• **TASK TO COMPLETE**
Transcribe word for word the portion of the curcumin study text below that starts at the words "At the 90th" and ends after the words "the journal Endocrinology.".

At the 90th annual meeting of the Endocrine Society, held in San Francisco June 15 to 18, 2008, research conducted at Columbia University Medical Center was presented which showed a protective effect for curcumin, a compound found in the spice turmeric, against the development of diabetes in two mouse models of diabetes and obesity. The research is scheduled for publication in the journal Endocrinology.
For their study, Drew Tortoriello, MD, who is an endocrinologist and researcher at Columbia’s Naomi Berrie Diabetes Center, in collaboration with Stuart Weisberg, MD, PhD, and Rudolph Leibel, MD, used male mice fed high fat diets to induce obesity and genetically obese female leptin-deficient mice. Normal, lean mice fed low fat diets were used as controls. The animals were divided to receive diets containing a high dose of a curcumin extract or no curcumin for five weeks.

• **DATA EXCERPTS**
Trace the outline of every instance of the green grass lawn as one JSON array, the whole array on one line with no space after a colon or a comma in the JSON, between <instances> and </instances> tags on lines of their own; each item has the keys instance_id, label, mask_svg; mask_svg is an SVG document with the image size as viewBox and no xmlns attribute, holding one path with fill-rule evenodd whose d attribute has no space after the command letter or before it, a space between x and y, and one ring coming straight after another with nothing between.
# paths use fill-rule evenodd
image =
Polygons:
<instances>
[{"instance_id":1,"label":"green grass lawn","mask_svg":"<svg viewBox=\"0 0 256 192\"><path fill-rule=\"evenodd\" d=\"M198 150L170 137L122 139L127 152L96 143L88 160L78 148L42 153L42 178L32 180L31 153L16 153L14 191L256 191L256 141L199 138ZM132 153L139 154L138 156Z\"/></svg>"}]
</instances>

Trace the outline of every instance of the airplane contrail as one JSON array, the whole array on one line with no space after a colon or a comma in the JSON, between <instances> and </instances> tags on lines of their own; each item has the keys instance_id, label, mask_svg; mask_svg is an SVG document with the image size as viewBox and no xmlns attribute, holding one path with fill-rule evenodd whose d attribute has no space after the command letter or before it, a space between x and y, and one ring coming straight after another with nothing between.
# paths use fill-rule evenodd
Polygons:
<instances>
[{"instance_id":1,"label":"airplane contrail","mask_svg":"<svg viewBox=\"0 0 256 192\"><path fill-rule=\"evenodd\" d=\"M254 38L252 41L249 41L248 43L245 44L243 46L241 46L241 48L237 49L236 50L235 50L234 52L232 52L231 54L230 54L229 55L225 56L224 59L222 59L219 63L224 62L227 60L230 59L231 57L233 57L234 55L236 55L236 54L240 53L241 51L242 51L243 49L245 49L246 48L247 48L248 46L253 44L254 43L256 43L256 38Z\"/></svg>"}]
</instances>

• **RESPONSE BOX**
At the 90th annual meeting of the Endocrine Society, held in San Francisco June 15 to 18, 2008, research conducted at Columbia University Medical Center was presented which showed a protective effect for curcumin, a compound found in the spice turmeric, against the development of diabetes in two mouse models of diabetes and obesity. The research is scheduled for publication in the journal Endocrinology.